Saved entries
────────────────────

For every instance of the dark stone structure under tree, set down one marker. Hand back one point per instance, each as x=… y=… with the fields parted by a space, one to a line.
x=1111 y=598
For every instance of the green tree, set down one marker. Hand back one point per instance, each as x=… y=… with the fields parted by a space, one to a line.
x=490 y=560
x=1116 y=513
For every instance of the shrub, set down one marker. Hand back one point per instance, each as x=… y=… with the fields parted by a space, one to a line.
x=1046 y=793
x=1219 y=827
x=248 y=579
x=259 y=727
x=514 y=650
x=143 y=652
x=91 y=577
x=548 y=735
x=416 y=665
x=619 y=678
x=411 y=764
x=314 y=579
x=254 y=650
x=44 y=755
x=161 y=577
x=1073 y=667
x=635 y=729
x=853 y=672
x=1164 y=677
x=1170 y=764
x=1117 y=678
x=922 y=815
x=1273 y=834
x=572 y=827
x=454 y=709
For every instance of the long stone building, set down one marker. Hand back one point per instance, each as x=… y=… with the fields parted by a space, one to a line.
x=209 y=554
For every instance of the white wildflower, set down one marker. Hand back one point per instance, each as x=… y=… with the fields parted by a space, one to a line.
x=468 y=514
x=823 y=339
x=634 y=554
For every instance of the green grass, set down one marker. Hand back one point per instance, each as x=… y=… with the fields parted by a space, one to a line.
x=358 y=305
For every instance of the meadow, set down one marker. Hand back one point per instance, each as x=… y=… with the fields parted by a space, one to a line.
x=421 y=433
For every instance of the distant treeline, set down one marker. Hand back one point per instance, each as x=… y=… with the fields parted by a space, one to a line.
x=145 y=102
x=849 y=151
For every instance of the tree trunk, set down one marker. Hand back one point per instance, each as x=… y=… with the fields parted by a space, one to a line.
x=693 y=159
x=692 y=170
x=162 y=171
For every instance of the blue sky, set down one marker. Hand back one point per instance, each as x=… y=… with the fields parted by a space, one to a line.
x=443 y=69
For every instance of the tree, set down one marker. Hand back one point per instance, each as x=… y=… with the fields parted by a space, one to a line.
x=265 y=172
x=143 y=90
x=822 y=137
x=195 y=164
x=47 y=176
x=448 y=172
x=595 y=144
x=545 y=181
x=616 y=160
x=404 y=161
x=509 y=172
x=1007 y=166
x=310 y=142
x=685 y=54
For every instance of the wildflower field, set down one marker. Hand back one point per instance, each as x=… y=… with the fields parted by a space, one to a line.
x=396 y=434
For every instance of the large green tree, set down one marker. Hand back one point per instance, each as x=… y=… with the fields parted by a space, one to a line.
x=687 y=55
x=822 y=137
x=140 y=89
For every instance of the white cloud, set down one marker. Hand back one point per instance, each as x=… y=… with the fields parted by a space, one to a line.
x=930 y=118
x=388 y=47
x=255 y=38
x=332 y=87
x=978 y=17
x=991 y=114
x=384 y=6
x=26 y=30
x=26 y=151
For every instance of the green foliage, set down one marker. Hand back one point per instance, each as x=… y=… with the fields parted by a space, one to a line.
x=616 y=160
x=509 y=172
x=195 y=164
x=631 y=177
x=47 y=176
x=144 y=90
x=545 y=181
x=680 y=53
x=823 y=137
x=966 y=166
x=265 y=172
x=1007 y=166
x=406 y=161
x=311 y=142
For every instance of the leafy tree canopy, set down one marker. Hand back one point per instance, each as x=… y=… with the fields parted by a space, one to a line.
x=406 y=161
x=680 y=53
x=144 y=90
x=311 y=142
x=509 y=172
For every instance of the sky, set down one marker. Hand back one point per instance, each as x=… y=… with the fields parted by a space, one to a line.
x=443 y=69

────────────────────

■ **Task details**
All of the entries above need to be set down again exactly.

■ **Result**
For every instance of the dark stone structure under tree, set down one marker. Hand back one point per instance, each as x=… y=… with the fields parted by a space, one to a line.
x=1111 y=598
For every instance of the green tree, set down one marker. Hand back one point per instance, each as x=… y=… with the fields parted by a space, one to a line.
x=490 y=560
x=1116 y=513
For every instance of the shrub, set down one marker. Hand back one point per instance, each as x=… y=… with the fields parted by a space, one to a line.
x=1046 y=793
x=1219 y=827
x=248 y=579
x=259 y=727
x=514 y=650
x=143 y=652
x=91 y=577
x=548 y=735
x=416 y=665
x=619 y=678
x=411 y=764
x=314 y=579
x=254 y=650
x=44 y=755
x=161 y=577
x=1073 y=667
x=635 y=729
x=853 y=672
x=1164 y=677
x=1170 y=764
x=1117 y=678
x=922 y=815
x=1273 y=834
x=572 y=827
x=454 y=709
For every instance of the long stone building, set down one marker. Hand back one point per instance, each as x=… y=… with the fields parted by a space, one to a line.
x=209 y=554
For every instance of the white wildflower, set down one marker. Hand back one point per instance, each as x=… y=… with the fields parted by a space, one to a line.
x=468 y=514
x=823 y=339
x=634 y=554
For every instance of the green grass, set down one marker. Hand back one point per instance, each as x=… y=… with the fields parted by a space, one to a line.
x=358 y=305
For every instance of the meadow, set down one marker. Hand back one point per instance, each as x=… y=… with the fields parted by a space, one to a line.
x=421 y=433
For every instance of the distant treeline, set down one marker. Hand back one point per instance, each as x=… y=… with the fields parted by a space, one to a line.
x=145 y=102
x=849 y=151
For every instance of the tree trunk, set down one marker. Hand back one point per instance, each as x=… y=… with the fields parted by a space, one to a line.
x=693 y=159
x=692 y=170
x=162 y=171
For every instance of the blue sky, set down one marker. Hand back one point per instance, each as x=… y=… with the fields parted by a space, one to a line.
x=443 y=69
For every instance of the tree, set down one marker. Hand back one point per instance, each as x=… y=… with the fields parted by a space, one to a line.
x=265 y=172
x=143 y=90
x=822 y=137
x=195 y=164
x=47 y=176
x=448 y=172
x=595 y=144
x=545 y=181
x=616 y=160
x=404 y=161
x=509 y=172
x=1007 y=166
x=310 y=142
x=685 y=54
For every instance of the wildflower field, set down one marker. Hand back one point per instance, each as x=… y=… with the fields parted by a space, one to a line.
x=396 y=434
For every instance of the large green tree, set down one marker. Hand back one point per instance, each as x=… y=… with the fields parted by a space, one to a line.
x=687 y=55
x=822 y=137
x=140 y=89
For every instance of the white cloud, set down one marker. Hand back one point per instance, each as x=… y=… with the fields parted by a space, one to a line.
x=930 y=118
x=388 y=47
x=255 y=38
x=332 y=87
x=978 y=17
x=991 y=114
x=384 y=6
x=26 y=30
x=26 y=151
For every instance of the green foliage, set down one marker. Hand back one point per instance, each as x=… y=… with the fields parted by a space, one to a line.
x=616 y=160
x=509 y=172
x=195 y=164
x=631 y=177
x=47 y=176
x=144 y=90
x=545 y=181
x=680 y=53
x=823 y=137
x=966 y=166
x=265 y=172
x=1007 y=166
x=406 y=161
x=311 y=142
For every instance of the leafy tree canopy, set down one marker. Hand back one point per instance, each as x=… y=… with the fields parted by a space, one to a line.
x=406 y=161
x=680 y=53
x=144 y=90
x=311 y=142
x=509 y=172
For every instance of the sky, set down one marker. Hand back one point per instance, each as x=… y=… with the fields parted by a space, one to a line.
x=443 y=69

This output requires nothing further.